Written request =>
Return every line of the data below that contains the word "number". Case counts.

Entries from a data source:

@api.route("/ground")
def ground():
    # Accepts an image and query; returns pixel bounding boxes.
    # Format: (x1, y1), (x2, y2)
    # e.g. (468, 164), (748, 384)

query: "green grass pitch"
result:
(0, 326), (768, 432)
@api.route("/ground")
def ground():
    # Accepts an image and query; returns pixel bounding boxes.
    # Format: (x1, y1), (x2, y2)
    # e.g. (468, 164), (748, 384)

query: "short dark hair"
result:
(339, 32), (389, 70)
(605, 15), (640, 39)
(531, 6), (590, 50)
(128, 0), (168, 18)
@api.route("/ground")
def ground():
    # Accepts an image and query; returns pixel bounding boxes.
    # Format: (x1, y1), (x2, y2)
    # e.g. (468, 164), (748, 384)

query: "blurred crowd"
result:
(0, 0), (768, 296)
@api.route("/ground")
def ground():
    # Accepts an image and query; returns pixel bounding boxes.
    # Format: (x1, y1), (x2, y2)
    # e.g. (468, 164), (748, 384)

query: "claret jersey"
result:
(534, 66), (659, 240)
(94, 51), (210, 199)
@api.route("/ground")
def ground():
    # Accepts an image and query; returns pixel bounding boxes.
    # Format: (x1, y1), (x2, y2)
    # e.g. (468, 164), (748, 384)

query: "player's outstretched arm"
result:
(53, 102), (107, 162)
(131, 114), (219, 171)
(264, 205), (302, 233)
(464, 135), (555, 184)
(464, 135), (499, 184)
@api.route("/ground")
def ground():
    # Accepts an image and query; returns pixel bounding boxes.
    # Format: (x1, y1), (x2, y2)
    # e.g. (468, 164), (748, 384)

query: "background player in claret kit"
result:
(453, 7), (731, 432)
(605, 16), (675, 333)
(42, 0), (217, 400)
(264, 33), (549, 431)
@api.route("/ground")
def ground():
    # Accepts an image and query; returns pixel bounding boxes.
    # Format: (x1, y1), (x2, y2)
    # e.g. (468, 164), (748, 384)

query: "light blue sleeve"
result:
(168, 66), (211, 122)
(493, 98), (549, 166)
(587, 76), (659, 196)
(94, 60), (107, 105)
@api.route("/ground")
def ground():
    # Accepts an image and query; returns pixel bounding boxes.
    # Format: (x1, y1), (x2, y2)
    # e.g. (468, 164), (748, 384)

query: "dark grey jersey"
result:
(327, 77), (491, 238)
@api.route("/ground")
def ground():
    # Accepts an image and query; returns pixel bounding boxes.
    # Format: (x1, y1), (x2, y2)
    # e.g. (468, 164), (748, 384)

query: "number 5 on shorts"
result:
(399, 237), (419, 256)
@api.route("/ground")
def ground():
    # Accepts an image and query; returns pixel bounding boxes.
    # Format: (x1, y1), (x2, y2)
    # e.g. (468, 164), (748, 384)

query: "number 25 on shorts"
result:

Solved exercise =>
query: "number 5 on shorts"
query: "number 25 on shorts"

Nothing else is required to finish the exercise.